YOUR TASK:
Return every record in full. Match each one exactly.

__________

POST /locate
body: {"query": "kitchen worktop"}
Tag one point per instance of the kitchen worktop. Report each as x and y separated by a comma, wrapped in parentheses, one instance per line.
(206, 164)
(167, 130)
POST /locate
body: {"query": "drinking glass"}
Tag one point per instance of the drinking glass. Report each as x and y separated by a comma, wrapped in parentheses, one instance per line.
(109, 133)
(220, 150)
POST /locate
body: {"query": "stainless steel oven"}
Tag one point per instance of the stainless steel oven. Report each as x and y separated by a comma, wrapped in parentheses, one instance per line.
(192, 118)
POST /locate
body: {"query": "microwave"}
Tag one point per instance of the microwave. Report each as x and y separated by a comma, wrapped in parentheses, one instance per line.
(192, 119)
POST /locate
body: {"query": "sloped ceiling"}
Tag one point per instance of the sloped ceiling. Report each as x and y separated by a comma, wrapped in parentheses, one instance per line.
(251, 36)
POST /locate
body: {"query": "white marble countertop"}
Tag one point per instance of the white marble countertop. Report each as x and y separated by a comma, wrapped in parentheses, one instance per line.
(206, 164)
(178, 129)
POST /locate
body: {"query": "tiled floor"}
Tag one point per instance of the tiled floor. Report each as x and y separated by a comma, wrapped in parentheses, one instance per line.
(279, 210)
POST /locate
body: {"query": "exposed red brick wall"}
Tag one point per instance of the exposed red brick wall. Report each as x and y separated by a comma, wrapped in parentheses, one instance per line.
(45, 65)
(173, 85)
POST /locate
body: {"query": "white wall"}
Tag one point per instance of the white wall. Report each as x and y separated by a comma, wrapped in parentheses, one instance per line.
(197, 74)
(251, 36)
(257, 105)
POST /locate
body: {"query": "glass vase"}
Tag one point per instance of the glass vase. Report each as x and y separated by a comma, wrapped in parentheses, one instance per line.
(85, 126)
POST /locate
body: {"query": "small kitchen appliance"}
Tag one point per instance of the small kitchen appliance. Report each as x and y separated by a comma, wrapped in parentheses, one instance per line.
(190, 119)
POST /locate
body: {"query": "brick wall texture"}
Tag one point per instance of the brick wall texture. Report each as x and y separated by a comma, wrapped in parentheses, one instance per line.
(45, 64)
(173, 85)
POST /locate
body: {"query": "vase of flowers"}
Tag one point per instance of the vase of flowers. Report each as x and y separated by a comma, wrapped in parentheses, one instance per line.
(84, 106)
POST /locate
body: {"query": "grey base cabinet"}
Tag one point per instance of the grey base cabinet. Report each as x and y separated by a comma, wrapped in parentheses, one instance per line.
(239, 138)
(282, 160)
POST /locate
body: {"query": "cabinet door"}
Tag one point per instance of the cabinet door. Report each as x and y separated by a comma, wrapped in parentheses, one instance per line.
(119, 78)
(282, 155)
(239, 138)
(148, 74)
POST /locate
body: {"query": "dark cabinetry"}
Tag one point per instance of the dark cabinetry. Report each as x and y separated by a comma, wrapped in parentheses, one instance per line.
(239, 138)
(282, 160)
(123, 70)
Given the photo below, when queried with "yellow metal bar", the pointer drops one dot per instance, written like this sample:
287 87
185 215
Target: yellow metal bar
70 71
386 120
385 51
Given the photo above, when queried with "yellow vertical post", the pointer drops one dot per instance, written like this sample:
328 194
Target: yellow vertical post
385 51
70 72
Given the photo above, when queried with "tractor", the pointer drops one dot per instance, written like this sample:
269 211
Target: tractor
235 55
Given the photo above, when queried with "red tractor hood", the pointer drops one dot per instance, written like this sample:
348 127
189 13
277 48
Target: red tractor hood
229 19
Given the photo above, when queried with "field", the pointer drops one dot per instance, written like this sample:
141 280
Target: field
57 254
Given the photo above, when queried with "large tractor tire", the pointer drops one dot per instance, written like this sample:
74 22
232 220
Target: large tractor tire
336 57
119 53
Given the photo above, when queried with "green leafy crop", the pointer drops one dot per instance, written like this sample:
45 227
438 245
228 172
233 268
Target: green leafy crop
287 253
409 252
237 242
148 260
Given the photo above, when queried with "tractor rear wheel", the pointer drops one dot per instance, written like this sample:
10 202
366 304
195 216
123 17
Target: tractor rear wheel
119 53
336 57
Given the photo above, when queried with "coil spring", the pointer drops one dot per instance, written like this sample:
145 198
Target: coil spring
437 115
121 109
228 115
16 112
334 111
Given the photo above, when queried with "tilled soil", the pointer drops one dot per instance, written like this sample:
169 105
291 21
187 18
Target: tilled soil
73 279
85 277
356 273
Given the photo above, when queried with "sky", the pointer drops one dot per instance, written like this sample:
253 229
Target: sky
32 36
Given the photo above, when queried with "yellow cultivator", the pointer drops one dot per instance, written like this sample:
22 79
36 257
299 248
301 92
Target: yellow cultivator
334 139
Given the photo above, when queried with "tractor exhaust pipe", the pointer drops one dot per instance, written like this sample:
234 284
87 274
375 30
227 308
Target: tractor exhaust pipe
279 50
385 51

__________

OUTPUT FOR THIS TASK:
POST /locate
body: {"query": "kitchen worktop"}
Tag one point per instance of the kitchen worktop. Report each as x and y separated by a comma, wrapped in parentheses, one instance per line.
(206, 164)
(167, 130)
POST /locate
body: {"query": "drinking glass"}
Tag one point per instance of the drinking glass. Report each as x and y separated by a comma, wrapped in parentheses, one instance per line.
(109, 133)
(220, 150)
POST /locate
body: {"query": "stainless steel oven"}
Tag one point per instance of the stainless steel oven. Report each as x and y separated by a comma, wrapped in parentheses, one instance per line.
(192, 118)
POST /locate
body: {"query": "microwave"}
Tag one point per instance of the microwave. Report each as x and y separated by a comma, wrapped in parentheses, one instance per line.
(192, 119)
POST /locate
body: {"query": "sloped ceiling"}
Tag one point per instance of the sloped ceiling. Report each as x and y separated by a comma, wrapped in parentheses, one instance per line.
(251, 36)
POST /locate
body: {"query": "white marble countertop"}
Tag one point per instance of the white marble countertop. Report each as x and y separated by a comma, wrapped in parentheses, one instance per line.
(206, 164)
(178, 129)
POST /locate
body: {"query": "tiled floor"}
Tag one point per instance of the tiled floor. Report each as x and y separated by a comma, wrapped in parentheses, one instance per line.
(279, 210)
POST /locate
body: {"query": "exposed red brick wall"}
Tag one point per instance of the exposed red brick wall. Report each as x and y separated by a comma, wrapped in parentheses, one instance per line.
(45, 65)
(173, 85)
POST /locate
body: {"query": "white wall"}
Tag one point per instance of the white wall. Report each as x and y separated by a comma, wrapped in parentheses, one instance per line.
(197, 74)
(251, 36)
(257, 105)
POST /locate
body: {"query": "glass vase"}
Tag one point per instance of the glass vase. Report each as x and y separated by a comma, wrapped in parentheses, one instance per line.
(85, 126)
POST /locate
body: {"query": "small kitchen appliance"}
Tag one point per instance of the small kitchen appliance. Report each as x and y separated by a comma, wrapped in parentheses, one instance per line.
(190, 119)
POST /locate
body: {"query": "brick wall texture"}
Tag one point per instance of the brick wall texture. Report each as x and y separated by a comma, wrapped in parentheses, one instance per line.
(45, 64)
(173, 85)
POST /locate
body: {"query": "vase of flowers"}
Tag one point per instance of the vase of flowers. Report each as x and y separated by a comma, wrapped in parentheses, one instance per line.
(84, 106)
POST /locate
body: {"query": "grey base cabinet"}
Tag one point per instance of the grey base cabinet. Report each as x and y separated by a comma, wrapped in parentheses, one instance per line.
(239, 138)
(282, 160)
POST /locate
body: {"query": "cabinet door"}
Tag one point per instance of the cabinet door. Report each as x and y separated by a comma, wrapped in parentheses, one instance per line.
(119, 78)
(282, 155)
(239, 138)
(148, 74)
POST /locate
body: {"query": "dark cabinetry"}
Tag one point per instance of the dark cabinetry. Report each as x and y separated by a comma, wrapped in parentheses, one instance per line.
(239, 138)
(282, 160)
(123, 70)
Given the photo below, when queried with "yellow metal bar", the pointer drops one dot per instance, written like this sample:
287 87
185 215
Target: yellow metal bar
70 71
386 120
385 51
Given the photo above, when queried with "yellow vertical post", the pointer drops one dot per instance, written like this sample:
328 194
Target: yellow vertical post
385 51
70 72
Given the photo above, when queried with "tractor", the pointer drops one dot per instance, written like this sample:
269 211
Target: tractor
235 55
Given the photo above, when queried with "red tractor hood", the pointer drops one dot per instance, written like this sample:
348 127
189 13
277 48
Target: red tractor hood
229 19
Given the photo above, when queried with "field", the pointer drops one dot per instance, written like this sample:
141 280
Target: field
57 254
Given the photo above, when queried with "large tractor tire", the pointer drops one dot per instance, written like this sample:
74 22
232 220
Target: large tractor tire
336 57
119 53
Given the photo above, when queried with "green leafy crop", the pointer drops one dot per instance, written like this sample:
45 227
438 245
228 172
233 268
Target: green leafy crop
287 253
409 252
237 242
148 260
Given the photo above, when queried with "tractor rear wheel", the pointer drops one dot per instance, written like this sample:
10 202
366 304
195 216
123 17
Target: tractor rear wheel
119 53
336 57
Given the photo above, when queried with "coil spring", the pointer drops one dot per instance, written like this sample:
145 198
Target: coil spring
437 115
121 109
228 115
16 112
334 111
Given the photo above, when queried with "tilled soil", the pointer drops one dot per instance, written like this sample:
169 105
291 21
187 18
Target: tilled soil
73 279
85 277
356 273
Given the photo above, when queried with "sky", the pointer drops one dot per instance, written like this sample:
253 229
Target: sky
32 36
Given the photo above, when queried with "yellow cultivator", the pointer drops one dot per instance, written like this sample:
22 79
36 257
299 248
301 92
Target: yellow cultivator
334 139
Given the photo above, when queried with "tractor exhaust pipe", the pointer drops one dot per instance, written like this sample:
234 284
87 274
375 30
227 308
Target: tractor exhaust pipe
279 50
385 51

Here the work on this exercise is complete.